- [EXTRACTED TEXT]:
Professionals and Academics Network

Richard P. Grant rpg14 at
Thu Mar 8 08:19:55 EST 2001

In article <985rgk$ps8$0 at>, Arthur Sowers 
<arthures at> wrote:

> On Wed, 7 Mar 2001, Professionals and Academics Network wrote:
> > I restrict access to IE5.x users because I built this application using
> > Visual Basic script and XML/XSL (an acronym for Extensible Markup
> > Language/Extensible Stylesheet Language), both technologies in my 
> > opinion
> > enabled a fast turn-around and an efficient application display without
> > having you downloading executable files to your PC.

If you think this is the only way to do it, you should get a 
professional to help out.  If you can't afford a professional, then 
why not?  Is it a fly-by-night operation?  If you're going to be serious 
then you have to act seriously.

And your last sentence is laughable.  let me cite the relevant portion:

'without having you downloading executable files to your PC'

But on your website you instruct me to 
'download Explorer 5.x and above.'

. . .

> So, does that mean its _always_ going to be IE 5.x only? I think you at
> least should do some explaining on the first page people get otherwise
> you'll turn them off. 

frankly, I am certain it would be easier to code the site to be more 
browser-agnostic than to code specifically for a single release of a 
single browser.

> Oh, yes, there is that advertisement about "Let us give you a quote on
> your auto insurance and we'll give you a free calculator even if you 
> don't
> buy the insurance" and after you hang up the phone, you realize they know
> what cars you have, what your name is, what your address is, etc. And,
> that stuff gets sold for bucks. 

I suggest that no one gives information away for free.

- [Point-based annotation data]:
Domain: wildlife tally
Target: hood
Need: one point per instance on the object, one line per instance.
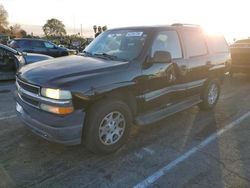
(32, 57)
(58, 72)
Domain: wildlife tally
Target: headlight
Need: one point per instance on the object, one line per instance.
(56, 94)
(57, 110)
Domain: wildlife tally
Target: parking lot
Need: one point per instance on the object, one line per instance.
(190, 149)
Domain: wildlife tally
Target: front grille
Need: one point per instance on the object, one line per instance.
(30, 101)
(26, 91)
(28, 87)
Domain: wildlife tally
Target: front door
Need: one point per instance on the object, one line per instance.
(198, 60)
(164, 83)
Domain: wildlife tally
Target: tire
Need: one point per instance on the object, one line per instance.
(210, 95)
(102, 133)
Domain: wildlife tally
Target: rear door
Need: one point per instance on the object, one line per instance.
(164, 83)
(198, 59)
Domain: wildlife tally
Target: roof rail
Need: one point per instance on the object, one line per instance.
(184, 24)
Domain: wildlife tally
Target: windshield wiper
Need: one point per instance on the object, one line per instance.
(108, 56)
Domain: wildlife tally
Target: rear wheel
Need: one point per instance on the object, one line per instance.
(108, 126)
(210, 95)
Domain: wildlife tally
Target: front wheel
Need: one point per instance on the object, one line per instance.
(108, 126)
(210, 95)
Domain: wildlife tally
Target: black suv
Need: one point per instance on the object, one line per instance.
(128, 75)
(240, 54)
(39, 46)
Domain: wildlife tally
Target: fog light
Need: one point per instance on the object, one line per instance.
(57, 110)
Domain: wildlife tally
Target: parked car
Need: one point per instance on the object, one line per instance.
(40, 46)
(129, 75)
(11, 60)
(240, 53)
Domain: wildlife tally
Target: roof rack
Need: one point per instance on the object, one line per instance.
(184, 24)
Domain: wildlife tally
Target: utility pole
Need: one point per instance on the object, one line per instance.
(81, 30)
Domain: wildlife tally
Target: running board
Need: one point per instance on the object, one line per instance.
(162, 113)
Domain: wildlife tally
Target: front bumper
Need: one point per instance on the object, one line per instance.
(60, 129)
(240, 68)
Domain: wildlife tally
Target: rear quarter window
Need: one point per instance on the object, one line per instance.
(194, 42)
(217, 44)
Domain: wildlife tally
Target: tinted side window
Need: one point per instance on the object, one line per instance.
(21, 43)
(167, 41)
(37, 44)
(194, 42)
(49, 45)
(217, 44)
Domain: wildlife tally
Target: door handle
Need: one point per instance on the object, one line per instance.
(209, 64)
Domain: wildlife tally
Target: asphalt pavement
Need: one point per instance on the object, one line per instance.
(190, 149)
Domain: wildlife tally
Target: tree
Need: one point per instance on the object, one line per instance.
(3, 19)
(17, 31)
(54, 27)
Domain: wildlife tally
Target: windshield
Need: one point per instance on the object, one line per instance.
(118, 45)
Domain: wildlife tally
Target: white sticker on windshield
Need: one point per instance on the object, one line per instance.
(134, 34)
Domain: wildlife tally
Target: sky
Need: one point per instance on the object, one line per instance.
(227, 17)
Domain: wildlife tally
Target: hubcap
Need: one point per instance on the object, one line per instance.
(112, 128)
(212, 94)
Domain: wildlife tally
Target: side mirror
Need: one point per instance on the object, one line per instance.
(161, 57)
(24, 53)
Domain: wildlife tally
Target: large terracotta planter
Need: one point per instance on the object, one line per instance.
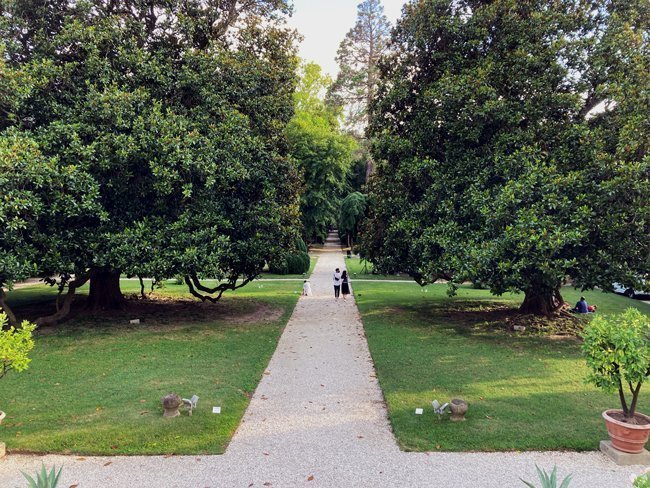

- [TASK INSTRUCTIONS]: In the newsgroup post, take the part that opens with the words containing "frankly, I am" and closes with "away for free.", and write it out with "insurance" swapped for "coverage".

- [CORRECT RESPONSE]:
frankly, I am certain it would be easier to code the site to be more 
browser-agnostic than to code specifically for a single release of a 
single browser.

> Oh, yes, there is that advertisement about "Let us give you a quote on
> your auto coverage and we'll give you a free calculator even if you 
> don't
> buy the coverage" and after you hang up the phone, you realize they know
> what cars you have, what your name is, what your address is, etc. And,
> that stuff gets sold for bucks. 

I suggest that no one gives information away for free.